#### MATERIAL PROVIDED

━━━━━━━━━━━━━━━━━━━━━━━━━━━━━━

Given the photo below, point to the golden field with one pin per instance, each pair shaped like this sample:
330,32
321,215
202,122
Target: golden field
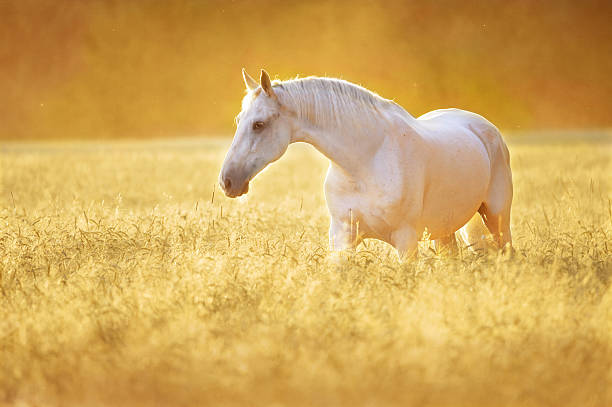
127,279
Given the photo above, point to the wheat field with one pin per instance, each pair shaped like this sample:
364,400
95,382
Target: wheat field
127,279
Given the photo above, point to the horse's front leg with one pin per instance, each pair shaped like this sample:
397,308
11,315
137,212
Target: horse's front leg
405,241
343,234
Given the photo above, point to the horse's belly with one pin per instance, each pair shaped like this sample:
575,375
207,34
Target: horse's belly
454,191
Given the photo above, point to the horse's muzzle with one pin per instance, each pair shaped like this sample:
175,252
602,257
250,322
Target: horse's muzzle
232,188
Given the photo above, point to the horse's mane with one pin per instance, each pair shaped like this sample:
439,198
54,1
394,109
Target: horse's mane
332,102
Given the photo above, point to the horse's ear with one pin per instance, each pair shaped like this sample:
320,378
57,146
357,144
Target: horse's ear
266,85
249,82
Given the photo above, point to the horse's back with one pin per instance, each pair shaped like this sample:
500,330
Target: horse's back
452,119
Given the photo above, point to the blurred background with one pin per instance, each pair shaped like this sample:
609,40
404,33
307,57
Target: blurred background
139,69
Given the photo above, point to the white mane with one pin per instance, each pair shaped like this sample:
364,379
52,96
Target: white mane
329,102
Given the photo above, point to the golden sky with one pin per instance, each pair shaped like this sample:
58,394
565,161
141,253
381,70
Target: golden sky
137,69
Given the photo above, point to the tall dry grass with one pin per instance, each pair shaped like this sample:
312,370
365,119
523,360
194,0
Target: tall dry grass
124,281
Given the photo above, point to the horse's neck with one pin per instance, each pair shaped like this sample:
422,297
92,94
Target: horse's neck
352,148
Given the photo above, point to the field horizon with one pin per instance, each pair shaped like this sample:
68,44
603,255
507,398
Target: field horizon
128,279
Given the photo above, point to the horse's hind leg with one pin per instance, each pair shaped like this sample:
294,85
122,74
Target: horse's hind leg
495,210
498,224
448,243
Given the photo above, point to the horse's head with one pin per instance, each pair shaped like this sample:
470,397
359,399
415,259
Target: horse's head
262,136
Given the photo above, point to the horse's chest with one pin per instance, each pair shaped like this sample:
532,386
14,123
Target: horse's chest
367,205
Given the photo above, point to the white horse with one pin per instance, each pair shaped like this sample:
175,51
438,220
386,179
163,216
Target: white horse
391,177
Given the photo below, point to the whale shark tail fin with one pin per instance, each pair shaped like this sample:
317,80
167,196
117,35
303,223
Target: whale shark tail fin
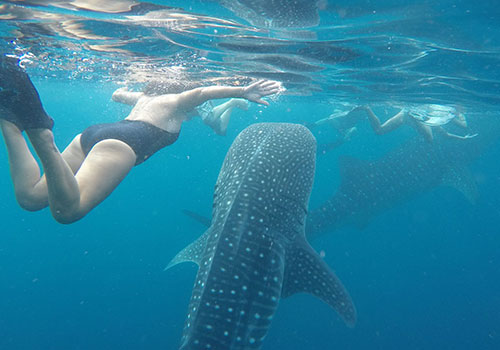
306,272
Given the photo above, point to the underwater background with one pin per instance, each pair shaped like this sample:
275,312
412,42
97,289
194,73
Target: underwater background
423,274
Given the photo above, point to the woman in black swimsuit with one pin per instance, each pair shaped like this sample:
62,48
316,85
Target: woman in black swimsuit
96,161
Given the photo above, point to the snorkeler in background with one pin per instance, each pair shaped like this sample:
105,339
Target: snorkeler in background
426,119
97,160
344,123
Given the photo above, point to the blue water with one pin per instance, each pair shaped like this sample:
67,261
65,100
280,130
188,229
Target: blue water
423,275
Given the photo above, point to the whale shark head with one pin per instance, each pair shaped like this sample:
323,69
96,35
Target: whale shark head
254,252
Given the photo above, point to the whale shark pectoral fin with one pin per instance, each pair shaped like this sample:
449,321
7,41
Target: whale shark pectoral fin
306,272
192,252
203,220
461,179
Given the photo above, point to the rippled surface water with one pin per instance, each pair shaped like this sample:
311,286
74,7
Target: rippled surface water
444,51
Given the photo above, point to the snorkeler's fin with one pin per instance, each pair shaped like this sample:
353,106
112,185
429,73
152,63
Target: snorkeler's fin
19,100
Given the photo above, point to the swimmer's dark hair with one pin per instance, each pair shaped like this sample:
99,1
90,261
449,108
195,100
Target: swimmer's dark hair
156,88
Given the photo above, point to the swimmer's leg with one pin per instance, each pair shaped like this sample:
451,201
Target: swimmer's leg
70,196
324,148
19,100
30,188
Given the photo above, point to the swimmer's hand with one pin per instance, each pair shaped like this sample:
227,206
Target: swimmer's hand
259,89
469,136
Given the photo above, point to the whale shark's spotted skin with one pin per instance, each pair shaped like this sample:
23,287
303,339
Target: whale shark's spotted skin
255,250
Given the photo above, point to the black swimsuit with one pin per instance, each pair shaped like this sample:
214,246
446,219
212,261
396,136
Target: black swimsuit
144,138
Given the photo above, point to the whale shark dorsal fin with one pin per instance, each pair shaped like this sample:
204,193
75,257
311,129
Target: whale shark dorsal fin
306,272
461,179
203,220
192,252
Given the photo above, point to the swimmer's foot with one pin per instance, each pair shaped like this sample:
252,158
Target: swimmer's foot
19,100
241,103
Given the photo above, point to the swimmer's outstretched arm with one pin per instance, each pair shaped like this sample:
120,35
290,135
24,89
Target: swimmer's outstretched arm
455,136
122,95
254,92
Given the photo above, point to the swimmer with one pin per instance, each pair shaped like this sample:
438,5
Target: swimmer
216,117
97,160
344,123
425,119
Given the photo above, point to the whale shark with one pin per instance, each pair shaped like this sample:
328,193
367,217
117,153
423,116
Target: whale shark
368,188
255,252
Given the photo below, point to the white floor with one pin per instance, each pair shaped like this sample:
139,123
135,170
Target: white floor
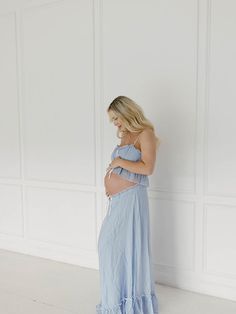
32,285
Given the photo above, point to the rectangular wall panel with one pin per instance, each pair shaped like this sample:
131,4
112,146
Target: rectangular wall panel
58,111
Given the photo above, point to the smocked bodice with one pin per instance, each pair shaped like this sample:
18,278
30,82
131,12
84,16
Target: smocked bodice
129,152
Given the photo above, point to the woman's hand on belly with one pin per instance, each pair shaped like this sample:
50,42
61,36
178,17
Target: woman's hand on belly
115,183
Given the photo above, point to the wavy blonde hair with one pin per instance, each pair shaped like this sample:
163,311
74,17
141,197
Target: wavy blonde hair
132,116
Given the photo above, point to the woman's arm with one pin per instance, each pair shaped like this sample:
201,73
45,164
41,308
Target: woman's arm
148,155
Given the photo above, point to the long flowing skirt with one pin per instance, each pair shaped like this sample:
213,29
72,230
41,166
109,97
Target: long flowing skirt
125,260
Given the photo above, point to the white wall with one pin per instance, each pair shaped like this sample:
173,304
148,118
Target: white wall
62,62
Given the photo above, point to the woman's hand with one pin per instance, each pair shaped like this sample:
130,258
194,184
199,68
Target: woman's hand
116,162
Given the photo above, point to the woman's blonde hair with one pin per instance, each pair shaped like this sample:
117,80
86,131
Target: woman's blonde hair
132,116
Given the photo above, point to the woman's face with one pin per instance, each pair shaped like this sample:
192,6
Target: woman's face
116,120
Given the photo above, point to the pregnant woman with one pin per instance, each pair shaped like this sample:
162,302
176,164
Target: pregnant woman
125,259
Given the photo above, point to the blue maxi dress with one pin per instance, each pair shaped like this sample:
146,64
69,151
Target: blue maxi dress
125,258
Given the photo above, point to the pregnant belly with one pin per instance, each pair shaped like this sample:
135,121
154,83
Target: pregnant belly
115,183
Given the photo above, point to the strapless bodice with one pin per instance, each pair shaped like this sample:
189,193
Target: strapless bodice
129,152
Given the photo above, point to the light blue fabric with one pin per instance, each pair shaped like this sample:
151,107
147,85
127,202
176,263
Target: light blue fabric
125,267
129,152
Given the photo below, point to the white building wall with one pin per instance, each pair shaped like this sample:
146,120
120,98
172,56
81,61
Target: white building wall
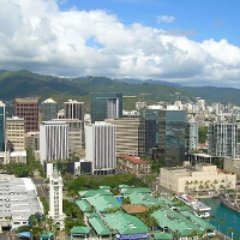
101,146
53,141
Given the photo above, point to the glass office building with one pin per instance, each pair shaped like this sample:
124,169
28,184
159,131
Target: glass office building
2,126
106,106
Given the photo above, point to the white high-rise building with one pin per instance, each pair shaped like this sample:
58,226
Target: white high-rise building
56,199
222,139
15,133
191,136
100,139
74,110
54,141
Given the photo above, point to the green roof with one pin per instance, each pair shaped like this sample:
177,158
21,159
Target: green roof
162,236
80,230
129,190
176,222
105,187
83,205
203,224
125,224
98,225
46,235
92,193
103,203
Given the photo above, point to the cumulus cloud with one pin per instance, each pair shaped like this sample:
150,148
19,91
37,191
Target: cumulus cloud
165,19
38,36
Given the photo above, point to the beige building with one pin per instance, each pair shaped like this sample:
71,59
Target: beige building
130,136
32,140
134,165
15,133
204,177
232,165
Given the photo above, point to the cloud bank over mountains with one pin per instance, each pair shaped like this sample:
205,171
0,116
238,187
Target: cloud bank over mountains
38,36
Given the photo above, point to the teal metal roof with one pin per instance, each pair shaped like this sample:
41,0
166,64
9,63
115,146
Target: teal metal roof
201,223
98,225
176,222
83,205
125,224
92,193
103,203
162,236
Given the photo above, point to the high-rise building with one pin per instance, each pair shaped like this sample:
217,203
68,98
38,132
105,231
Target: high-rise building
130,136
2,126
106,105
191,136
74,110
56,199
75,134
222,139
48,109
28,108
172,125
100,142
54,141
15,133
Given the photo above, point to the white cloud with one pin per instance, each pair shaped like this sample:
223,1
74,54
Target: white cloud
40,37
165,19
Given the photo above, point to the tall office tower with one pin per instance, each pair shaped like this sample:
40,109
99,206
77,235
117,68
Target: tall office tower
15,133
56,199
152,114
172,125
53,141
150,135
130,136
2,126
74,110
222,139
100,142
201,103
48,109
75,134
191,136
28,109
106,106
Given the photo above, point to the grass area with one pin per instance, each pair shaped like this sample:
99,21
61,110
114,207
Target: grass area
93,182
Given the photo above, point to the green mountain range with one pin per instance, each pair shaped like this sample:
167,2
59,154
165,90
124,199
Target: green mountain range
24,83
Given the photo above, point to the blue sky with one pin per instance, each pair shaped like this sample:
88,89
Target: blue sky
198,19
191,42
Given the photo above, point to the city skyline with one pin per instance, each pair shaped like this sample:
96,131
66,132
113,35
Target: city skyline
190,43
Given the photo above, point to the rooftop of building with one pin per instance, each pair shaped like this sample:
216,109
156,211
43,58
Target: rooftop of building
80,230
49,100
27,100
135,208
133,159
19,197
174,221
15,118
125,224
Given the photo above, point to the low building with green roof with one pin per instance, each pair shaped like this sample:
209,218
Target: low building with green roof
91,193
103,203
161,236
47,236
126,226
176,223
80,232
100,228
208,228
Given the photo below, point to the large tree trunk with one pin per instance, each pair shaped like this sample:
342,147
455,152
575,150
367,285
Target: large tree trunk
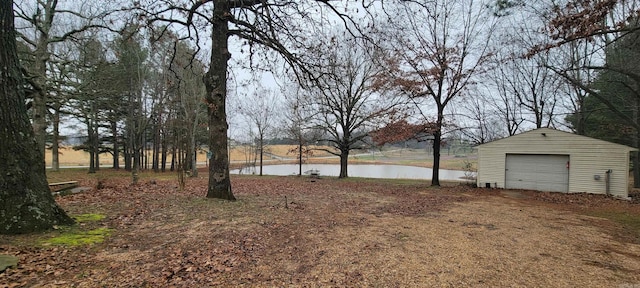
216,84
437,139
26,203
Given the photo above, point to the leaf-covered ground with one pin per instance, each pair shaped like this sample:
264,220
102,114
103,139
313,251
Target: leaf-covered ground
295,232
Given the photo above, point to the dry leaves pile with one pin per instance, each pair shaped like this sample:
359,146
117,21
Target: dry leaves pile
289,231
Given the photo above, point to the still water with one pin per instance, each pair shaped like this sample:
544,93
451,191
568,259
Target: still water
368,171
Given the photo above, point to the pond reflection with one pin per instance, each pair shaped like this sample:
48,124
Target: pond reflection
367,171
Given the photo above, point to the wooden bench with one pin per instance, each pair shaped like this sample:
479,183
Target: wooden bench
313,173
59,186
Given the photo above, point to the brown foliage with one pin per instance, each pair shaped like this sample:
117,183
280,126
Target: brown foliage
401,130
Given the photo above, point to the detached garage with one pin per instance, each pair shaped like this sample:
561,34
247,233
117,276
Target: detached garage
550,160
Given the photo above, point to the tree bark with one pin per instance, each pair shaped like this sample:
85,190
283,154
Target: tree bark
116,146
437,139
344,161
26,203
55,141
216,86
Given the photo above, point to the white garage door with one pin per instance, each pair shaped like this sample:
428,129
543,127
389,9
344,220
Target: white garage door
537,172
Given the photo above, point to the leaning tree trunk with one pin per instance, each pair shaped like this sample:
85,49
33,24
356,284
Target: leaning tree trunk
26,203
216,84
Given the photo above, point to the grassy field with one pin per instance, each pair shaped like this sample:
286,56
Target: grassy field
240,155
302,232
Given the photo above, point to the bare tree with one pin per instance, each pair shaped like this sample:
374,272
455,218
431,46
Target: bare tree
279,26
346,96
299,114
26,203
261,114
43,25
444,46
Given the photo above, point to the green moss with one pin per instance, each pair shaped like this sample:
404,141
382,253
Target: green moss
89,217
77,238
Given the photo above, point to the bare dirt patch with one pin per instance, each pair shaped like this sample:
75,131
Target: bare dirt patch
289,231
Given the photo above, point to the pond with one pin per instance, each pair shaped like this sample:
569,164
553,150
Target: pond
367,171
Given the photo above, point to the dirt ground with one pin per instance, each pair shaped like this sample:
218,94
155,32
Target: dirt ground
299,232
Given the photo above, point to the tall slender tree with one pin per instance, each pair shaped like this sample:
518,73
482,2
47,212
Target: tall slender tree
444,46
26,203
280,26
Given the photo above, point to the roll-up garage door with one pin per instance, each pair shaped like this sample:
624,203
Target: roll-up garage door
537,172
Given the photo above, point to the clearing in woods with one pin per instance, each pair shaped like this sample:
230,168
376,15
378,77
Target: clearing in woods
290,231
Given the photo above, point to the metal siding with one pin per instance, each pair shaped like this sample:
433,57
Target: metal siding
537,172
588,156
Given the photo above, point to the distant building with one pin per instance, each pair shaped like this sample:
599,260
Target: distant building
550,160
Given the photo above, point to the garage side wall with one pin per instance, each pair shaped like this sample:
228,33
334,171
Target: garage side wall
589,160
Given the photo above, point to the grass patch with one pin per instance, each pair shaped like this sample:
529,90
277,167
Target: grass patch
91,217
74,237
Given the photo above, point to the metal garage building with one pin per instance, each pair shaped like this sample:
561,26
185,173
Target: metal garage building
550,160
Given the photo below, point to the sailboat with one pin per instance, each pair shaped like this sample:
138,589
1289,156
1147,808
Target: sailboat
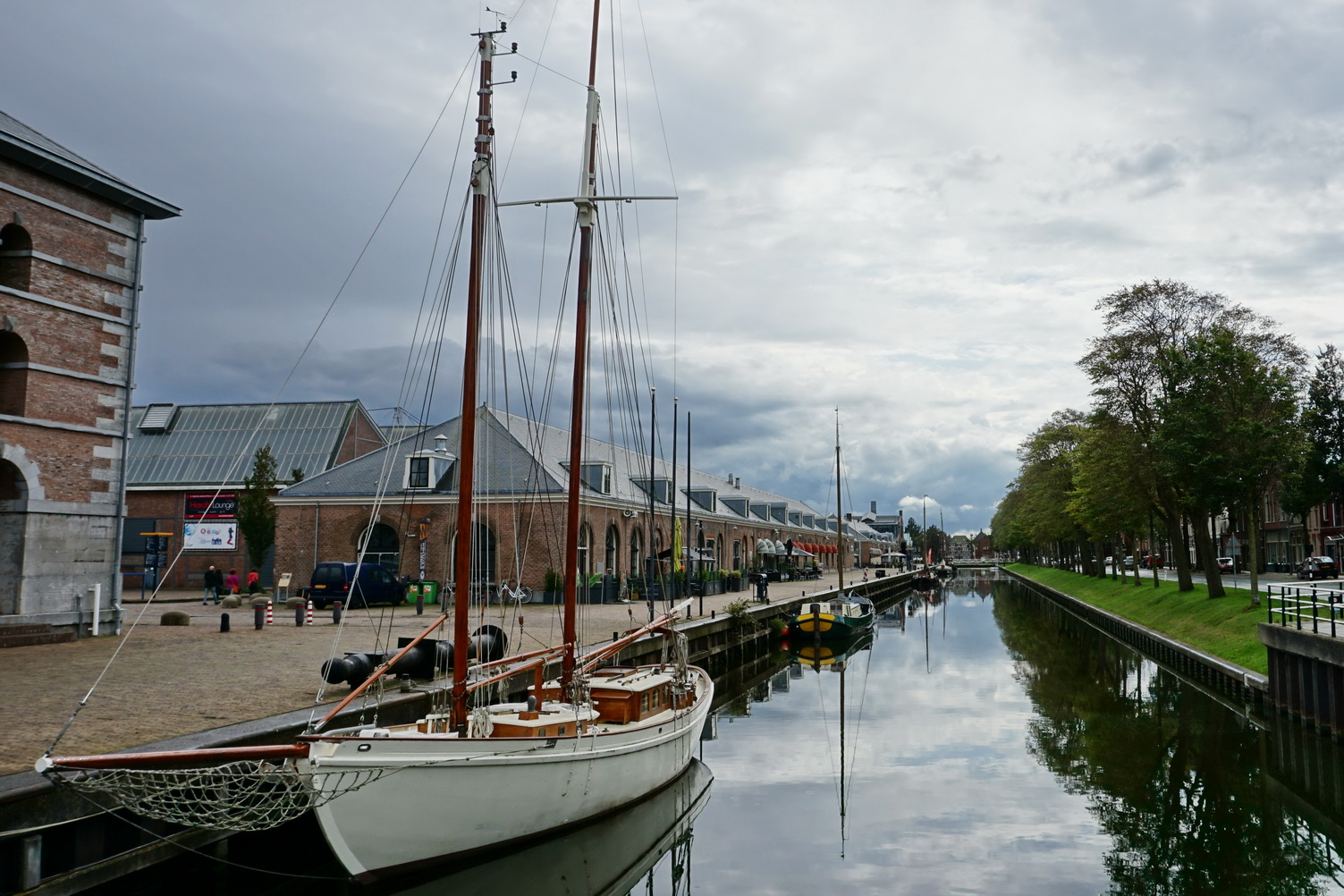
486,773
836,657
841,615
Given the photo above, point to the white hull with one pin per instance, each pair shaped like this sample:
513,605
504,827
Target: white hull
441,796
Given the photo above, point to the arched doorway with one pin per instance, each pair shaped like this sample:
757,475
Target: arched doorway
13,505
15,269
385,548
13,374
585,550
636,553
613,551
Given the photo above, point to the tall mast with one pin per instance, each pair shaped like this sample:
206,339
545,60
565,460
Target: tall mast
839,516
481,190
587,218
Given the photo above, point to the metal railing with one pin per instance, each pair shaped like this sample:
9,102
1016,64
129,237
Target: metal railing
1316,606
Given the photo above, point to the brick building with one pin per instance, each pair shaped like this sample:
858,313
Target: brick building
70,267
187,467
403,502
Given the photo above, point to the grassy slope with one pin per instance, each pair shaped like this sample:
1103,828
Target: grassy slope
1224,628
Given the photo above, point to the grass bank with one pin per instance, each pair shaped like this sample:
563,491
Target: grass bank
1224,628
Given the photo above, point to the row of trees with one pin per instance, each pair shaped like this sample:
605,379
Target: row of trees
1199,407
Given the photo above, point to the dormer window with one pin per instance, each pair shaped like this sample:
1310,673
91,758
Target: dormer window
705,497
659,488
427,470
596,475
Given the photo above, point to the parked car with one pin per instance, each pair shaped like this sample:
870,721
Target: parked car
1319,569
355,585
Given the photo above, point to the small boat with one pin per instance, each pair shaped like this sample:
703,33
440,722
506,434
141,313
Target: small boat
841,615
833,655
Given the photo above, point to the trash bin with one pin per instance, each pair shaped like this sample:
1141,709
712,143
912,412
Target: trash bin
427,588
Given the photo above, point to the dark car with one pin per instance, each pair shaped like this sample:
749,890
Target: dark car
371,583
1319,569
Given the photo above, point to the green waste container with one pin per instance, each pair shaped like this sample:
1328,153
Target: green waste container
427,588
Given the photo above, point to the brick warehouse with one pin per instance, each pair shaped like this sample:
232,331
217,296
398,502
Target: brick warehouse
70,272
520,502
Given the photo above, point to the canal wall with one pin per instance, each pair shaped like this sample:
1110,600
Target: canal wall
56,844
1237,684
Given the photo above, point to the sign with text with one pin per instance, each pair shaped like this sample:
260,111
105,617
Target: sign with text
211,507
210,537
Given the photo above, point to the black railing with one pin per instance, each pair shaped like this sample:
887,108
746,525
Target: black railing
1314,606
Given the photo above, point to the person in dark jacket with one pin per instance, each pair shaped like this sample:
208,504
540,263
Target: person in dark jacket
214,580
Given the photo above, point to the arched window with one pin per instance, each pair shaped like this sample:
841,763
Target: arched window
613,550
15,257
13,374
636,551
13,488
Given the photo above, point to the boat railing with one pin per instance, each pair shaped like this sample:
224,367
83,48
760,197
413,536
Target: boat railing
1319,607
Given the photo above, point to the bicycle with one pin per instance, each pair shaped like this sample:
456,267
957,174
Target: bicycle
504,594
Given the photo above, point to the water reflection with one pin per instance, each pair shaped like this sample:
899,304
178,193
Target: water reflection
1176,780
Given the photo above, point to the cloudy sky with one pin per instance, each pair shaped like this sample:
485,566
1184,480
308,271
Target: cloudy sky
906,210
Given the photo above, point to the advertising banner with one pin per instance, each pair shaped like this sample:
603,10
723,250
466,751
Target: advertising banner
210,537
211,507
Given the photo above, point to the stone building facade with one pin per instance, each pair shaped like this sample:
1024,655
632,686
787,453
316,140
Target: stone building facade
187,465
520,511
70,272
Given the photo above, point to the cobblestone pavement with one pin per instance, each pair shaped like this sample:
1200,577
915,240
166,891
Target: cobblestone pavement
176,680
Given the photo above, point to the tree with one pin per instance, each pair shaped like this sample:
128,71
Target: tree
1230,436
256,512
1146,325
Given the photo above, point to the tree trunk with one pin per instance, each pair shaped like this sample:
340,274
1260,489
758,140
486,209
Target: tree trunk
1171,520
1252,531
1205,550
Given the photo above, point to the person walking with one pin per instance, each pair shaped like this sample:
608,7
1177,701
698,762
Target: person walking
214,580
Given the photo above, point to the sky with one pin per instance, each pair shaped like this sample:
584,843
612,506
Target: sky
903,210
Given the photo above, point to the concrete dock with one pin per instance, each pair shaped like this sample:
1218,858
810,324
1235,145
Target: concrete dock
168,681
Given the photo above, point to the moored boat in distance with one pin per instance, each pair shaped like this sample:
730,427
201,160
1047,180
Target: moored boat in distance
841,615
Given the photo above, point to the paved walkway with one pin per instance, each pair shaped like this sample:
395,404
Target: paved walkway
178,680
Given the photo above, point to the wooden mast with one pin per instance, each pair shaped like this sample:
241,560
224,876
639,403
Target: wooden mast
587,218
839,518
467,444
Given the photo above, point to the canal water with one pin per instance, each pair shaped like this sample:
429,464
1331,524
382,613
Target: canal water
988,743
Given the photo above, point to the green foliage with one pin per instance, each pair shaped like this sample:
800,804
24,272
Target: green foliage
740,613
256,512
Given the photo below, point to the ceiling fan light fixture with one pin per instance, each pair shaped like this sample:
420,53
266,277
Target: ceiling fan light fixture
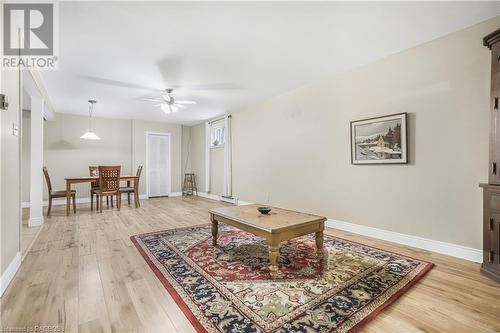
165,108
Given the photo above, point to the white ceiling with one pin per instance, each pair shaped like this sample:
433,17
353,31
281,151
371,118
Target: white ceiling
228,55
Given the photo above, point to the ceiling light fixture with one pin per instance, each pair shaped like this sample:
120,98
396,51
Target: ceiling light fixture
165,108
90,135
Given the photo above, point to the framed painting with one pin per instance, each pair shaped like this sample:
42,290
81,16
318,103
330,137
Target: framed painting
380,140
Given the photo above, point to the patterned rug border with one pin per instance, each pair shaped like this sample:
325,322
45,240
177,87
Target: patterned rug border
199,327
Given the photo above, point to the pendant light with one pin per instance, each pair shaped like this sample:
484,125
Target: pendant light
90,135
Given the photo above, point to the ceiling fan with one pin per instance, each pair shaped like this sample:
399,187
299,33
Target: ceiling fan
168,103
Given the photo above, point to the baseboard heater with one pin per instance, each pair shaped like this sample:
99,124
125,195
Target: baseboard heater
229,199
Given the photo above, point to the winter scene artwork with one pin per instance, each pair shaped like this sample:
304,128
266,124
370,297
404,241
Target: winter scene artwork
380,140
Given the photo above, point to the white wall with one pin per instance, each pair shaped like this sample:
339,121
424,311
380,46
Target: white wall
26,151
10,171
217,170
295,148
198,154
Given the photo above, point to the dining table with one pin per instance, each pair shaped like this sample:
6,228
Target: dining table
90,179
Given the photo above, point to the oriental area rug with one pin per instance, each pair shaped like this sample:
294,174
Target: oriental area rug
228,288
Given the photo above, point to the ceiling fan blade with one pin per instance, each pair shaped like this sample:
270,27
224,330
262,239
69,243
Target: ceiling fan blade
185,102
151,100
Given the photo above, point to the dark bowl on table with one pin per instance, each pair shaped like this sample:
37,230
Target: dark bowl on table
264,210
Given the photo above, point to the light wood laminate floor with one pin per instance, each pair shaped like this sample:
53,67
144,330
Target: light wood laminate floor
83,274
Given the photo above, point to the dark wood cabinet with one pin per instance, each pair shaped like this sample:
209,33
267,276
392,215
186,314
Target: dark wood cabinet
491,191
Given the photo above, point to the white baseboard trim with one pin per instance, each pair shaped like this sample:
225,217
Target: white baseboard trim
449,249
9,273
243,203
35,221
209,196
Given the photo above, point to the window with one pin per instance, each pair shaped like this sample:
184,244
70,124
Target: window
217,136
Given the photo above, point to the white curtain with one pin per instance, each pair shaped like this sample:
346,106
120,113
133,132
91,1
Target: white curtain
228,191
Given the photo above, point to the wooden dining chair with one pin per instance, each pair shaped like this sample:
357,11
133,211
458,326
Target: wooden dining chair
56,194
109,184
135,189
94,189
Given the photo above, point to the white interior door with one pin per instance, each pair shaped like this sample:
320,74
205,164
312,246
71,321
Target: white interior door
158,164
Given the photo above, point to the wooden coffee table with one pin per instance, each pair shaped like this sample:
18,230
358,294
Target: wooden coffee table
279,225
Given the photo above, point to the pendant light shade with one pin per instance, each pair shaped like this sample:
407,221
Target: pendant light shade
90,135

━━━━━━━━━━━━━━━━━━━━━━━━━━━━━━

#### YOUR INSTRUCTIONS
Rewrite the part of the listing that opens with the line containing "Given the photo above, point to the wooden dining" and runs to the end of the listing, changing every "wooden" to "oak" and leaving everything else as it is.

#### EXPECTED OUTPUT
Given the photo above, point to the oak dining chair with one pin per instance, each pair shaped like this sample:
357,11
133,211
458,326
Target: oak dining chair
56,194
109,184
135,189
94,189
Given the photo above, point to the white interior door with one pin per instance, each pair shaped like this sample:
320,74
205,164
312,246
71,321
Target: white interior door
158,164
Given the photo above, point to the oak coffee table with one pin per instance, each pair shaped like this sample:
18,230
358,294
Target: oak coffee table
279,225
Given the photo above, point to the pendant light shade with one pin per instance, each pair shaped like this sample:
407,221
Target: pendant light shade
90,135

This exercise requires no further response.